[What is expected]: Copy out each line below exactly as it appears.

****************************************

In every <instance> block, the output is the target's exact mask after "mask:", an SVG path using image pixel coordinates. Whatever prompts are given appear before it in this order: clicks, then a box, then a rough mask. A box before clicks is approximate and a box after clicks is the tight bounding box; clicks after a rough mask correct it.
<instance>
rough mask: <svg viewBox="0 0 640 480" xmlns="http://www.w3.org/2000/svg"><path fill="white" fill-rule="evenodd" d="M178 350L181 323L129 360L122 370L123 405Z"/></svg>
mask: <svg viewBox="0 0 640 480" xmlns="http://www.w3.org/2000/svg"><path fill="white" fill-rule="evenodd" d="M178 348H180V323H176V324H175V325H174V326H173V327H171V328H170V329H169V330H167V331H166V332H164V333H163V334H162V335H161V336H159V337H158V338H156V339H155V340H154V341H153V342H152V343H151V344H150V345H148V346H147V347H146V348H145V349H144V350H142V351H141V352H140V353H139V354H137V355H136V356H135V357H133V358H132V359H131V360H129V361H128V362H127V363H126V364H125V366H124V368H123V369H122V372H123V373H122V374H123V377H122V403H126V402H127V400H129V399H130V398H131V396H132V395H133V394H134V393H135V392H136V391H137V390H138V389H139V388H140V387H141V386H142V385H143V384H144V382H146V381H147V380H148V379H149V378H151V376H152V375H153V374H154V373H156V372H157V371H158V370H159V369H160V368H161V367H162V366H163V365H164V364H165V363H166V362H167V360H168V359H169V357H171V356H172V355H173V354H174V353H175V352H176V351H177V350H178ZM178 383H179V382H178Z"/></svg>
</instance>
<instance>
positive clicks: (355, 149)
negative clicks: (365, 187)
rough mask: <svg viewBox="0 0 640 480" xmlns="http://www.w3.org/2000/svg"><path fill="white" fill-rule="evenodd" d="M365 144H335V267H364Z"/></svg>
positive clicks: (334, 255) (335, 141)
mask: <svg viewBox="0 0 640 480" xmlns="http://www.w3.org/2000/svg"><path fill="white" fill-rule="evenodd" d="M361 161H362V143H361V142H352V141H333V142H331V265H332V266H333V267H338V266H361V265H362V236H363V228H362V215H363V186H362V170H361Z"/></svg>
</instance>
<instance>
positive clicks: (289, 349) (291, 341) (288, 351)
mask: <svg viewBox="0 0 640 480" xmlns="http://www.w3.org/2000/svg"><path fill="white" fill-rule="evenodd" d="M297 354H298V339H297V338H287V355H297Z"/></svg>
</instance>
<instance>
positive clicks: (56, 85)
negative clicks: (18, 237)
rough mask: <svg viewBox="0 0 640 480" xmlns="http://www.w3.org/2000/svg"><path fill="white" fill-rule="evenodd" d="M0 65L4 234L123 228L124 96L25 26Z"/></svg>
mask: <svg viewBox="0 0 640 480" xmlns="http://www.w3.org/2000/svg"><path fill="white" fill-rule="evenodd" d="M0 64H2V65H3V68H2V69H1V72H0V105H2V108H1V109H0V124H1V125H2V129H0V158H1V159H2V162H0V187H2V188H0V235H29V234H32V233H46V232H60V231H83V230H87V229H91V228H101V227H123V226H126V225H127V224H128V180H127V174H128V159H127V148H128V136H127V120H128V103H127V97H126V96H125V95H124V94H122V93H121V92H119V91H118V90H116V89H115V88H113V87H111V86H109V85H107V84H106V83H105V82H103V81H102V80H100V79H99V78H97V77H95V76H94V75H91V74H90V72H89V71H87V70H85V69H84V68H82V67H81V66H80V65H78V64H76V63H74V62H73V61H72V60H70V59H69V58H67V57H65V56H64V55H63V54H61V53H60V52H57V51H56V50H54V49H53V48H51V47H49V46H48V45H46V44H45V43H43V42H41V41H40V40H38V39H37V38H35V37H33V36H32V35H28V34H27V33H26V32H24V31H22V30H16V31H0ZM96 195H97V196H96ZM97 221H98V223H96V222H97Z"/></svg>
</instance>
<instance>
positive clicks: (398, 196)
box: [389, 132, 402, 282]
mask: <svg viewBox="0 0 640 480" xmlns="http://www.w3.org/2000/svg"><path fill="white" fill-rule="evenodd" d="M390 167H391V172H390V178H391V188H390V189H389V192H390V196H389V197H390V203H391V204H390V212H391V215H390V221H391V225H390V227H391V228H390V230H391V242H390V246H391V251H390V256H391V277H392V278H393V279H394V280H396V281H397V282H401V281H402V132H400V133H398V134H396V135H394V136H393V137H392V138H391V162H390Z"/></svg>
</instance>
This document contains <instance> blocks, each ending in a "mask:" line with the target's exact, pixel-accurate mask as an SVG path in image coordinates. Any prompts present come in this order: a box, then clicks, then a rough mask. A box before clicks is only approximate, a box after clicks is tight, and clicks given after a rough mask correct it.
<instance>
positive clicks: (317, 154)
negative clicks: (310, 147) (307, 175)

****************************************

[Task result]:
In every <instance> block, the output is the target's exact mask after "mask:", an SVG path using image pixel coordinates. Whatever prompts are given appear before it in this order: clicks, then a box, then a rough mask. A box before clicks is approximate and a box after clicks is the tight bounding box; clicks after a rough mask correct it.
<instance>
rough mask: <svg viewBox="0 0 640 480" xmlns="http://www.w3.org/2000/svg"><path fill="white" fill-rule="evenodd" d="M178 350L181 323L129 360L122 370L123 405Z"/></svg>
mask: <svg viewBox="0 0 640 480" xmlns="http://www.w3.org/2000/svg"><path fill="white" fill-rule="evenodd" d="M178 348H180V323H176V324H175V325H174V326H173V327H171V328H170V329H169V330H167V331H166V332H164V333H163V334H162V335H161V336H159V337H158V338H156V339H155V340H154V341H153V342H152V343H151V344H150V345H148V346H147V347H146V348H145V349H144V350H142V351H141V352H140V353H139V354H137V355H136V356H135V357H133V358H132V359H131V360H129V361H128V362H127V363H126V364H125V366H124V368H123V369H122V372H123V373H122V374H123V377H122V403H126V402H127V400H129V399H130V398H131V396H132V395H133V394H134V393H135V392H136V391H137V390H138V389H139V388H140V387H141V386H142V385H143V384H144V382H146V381H147V380H148V379H149V378H151V376H152V375H153V374H154V373H156V372H157V371H158V370H159V369H160V368H161V367H162V366H163V365H164V364H165V363H166V362H167V360H168V359H169V357H171V356H172V355H173V354H174V353H175V352H176V351H177V350H178ZM178 383H179V382H178Z"/></svg>
</instance>
<instance>
positive clicks: (355, 149)
negative clicks: (365, 187)
rough mask: <svg viewBox="0 0 640 480" xmlns="http://www.w3.org/2000/svg"><path fill="white" fill-rule="evenodd" d="M365 144H335V267H364Z"/></svg>
positive clicks: (334, 255) (335, 141)
mask: <svg viewBox="0 0 640 480" xmlns="http://www.w3.org/2000/svg"><path fill="white" fill-rule="evenodd" d="M361 161H362V143H361V142H352V141H333V142H331V265H332V266H333V267H338V266H361V265H362V236H363V228H362V215H363V186H362V170H361Z"/></svg>
</instance>
<instance>
positive clicks: (289, 349) (291, 341) (288, 351)
mask: <svg viewBox="0 0 640 480" xmlns="http://www.w3.org/2000/svg"><path fill="white" fill-rule="evenodd" d="M297 354H298V339H297V338H287V355H297Z"/></svg>
</instance>
<instance>
positive clicks: (56, 85)
negative clicks: (18, 237)
rough mask: <svg viewBox="0 0 640 480" xmlns="http://www.w3.org/2000/svg"><path fill="white" fill-rule="evenodd" d="M0 65L4 234L123 228L124 96L25 26Z"/></svg>
mask: <svg viewBox="0 0 640 480" xmlns="http://www.w3.org/2000/svg"><path fill="white" fill-rule="evenodd" d="M0 64H2V65H3V68H2V69H1V72H0V105H2V108H1V109H0V124H1V125H2V129H0V158H1V159H2V162H0V187H2V188H0V235H29V234H32V233H46V232H60V231H83V230H87V229H91V228H101V227H123V226H126V225H127V224H128V180H127V174H128V159H127V148H128V136H127V120H128V103H127V97H126V96H125V95H124V94H122V93H121V92H119V91H118V90H116V89H115V88H113V87H111V86H109V85H107V84H106V83H105V82H103V81H102V80H100V79H99V78H97V77H95V76H94V75H91V74H90V72H89V71H87V70H85V69H84V68H82V67H81V66H80V65H78V64H76V63H74V62H73V61H72V60H70V59H69V58H67V57H65V56H64V55H63V54H61V53H60V52H57V51H56V50H54V49H53V48H51V47H49V46H48V45H46V44H45V43H43V42H41V41H40V40H38V39H37V38H35V37H33V36H32V35H28V34H27V33H26V32H24V31H22V30H16V31H0ZM96 195H97V196H96ZM97 221H98V223H96V222H97Z"/></svg>
</instance>
<instance>
positive clicks: (398, 196)
box: [389, 132, 402, 282]
mask: <svg viewBox="0 0 640 480" xmlns="http://www.w3.org/2000/svg"><path fill="white" fill-rule="evenodd" d="M390 167H391V172H390V178H391V188H390V189H389V192H390V196H389V197H390V203H391V204H390V212H391V215H390V221H391V225H390V227H391V228H390V230H391V242H390V246H391V251H390V256H391V277H392V278H393V279H394V280H396V281H397V282H401V281H402V132H400V133H398V134H396V135H394V136H393V137H392V138H391V162H390Z"/></svg>
</instance>
This document contains <instance> blocks, each ending in a "mask:" line with the target's exact, pixel-accurate mask as an SVG path in image coordinates. Any prompts present come in this order: a box, then clicks, then a rough mask. A box before clicks is only approximate, a box after clicks is tight, and clicks given after a rough mask correct it.
<instance>
positive clicks: (317, 154)
negative clicks: (310, 147) (307, 175)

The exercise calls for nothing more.